**REQUIRED WORK**
a) List every kind of school that Blitzer names in the interview transcript.
b) Repeat the part of the interview transcript starting with "I mean, our" and going on through "know they will.".

**EXCERPTED PASSAGE**
☆ ☆ ☆ ☆ ☆ ☆ ☆

And I said, "Well, I think the number is eight."

And she said: "Oh, I thought it was a small shooting. Now it's a big one."

I mean, our kids are having to worry about this when they go to school and that -- every day, when something like this happens. It's not right. They shouldn't have to do that. And I just hope that all the parents tonight that are there to find their children find their children, are reunited, and that law enforcement and others that need to be first-responders here, including the doctors and nurses, get the support they need from our community, which I know they will.

Unfortunately, Wolf, as you know, in Colorado, like so many other places around the country, we have faced more than our share of this. Columbine was now 20 years ago, when 12 children were killed and one teacher was shot.

And then we had the Aurora school -- the Aurora movie theater shooting that wasn't that long ago either. So, it's obviously a terrible day for everybody.


BLITZER: I have spoken to so many parents, Senator, who are also upset that it's almost become a regular, routine matter that these young little kids in elementary schools and middle schools and high schools, they now on a regular basis have to have these so-called shooting drills...

☆ ☆ ☆ ☆ ☆ ☆ ☆

**INFORMATION PROVIDED**
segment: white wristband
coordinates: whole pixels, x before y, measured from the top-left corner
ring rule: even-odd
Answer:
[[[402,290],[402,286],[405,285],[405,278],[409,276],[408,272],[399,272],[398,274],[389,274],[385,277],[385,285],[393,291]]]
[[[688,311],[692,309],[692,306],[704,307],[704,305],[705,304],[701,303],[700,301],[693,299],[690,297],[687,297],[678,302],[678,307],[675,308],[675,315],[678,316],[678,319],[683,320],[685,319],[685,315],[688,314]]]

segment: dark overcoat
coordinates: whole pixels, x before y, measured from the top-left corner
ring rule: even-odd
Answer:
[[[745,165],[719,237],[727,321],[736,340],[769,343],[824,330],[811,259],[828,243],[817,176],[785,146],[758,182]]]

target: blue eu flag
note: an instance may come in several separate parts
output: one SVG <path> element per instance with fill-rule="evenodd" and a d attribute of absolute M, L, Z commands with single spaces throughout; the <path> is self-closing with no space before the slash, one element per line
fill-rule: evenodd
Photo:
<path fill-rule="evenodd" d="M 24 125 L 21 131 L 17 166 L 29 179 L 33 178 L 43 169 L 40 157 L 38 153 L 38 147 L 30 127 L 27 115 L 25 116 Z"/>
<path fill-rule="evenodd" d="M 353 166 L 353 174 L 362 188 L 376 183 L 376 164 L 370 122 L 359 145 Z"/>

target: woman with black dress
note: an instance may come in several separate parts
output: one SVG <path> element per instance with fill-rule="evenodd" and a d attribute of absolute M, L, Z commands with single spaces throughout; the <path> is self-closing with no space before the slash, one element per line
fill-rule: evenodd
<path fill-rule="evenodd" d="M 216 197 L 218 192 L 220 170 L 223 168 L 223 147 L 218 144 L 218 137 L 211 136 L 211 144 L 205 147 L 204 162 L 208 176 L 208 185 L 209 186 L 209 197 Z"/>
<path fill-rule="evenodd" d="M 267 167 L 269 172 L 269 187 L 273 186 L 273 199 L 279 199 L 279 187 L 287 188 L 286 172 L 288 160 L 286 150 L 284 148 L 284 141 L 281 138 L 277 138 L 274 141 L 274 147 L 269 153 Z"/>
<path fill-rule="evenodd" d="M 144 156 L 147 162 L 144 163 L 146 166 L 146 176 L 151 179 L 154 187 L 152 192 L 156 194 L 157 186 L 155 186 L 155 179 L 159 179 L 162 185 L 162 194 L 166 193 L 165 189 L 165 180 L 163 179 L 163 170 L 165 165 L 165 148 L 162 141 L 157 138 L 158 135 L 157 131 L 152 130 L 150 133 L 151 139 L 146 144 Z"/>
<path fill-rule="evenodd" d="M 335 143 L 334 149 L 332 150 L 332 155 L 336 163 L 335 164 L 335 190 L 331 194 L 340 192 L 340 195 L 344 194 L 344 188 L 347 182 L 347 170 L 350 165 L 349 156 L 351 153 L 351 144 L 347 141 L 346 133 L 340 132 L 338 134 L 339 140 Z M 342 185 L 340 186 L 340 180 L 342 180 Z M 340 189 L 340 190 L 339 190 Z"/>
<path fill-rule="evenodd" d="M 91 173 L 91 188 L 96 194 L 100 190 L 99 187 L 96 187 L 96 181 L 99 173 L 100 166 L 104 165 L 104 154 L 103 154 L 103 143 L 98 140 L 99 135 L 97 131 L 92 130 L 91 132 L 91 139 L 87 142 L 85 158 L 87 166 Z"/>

☆ ☆ ☆ ☆ ☆ ☆ ☆

**SOLUTIONS FOR EACH TASK**
a) elementary schools, middle schools, high schools

b)
I mean, our kids are having to worry about this when they go to school and that -- every day, when something like this happens. It's not right. They shouldn't have to do that. And I just hope that all the parents tonight that are there to find their children find their children, are reunited, and that law enforcement and others that need to be first-responders here, including the doctors and nurses, get the support they need from our community, which I know they will.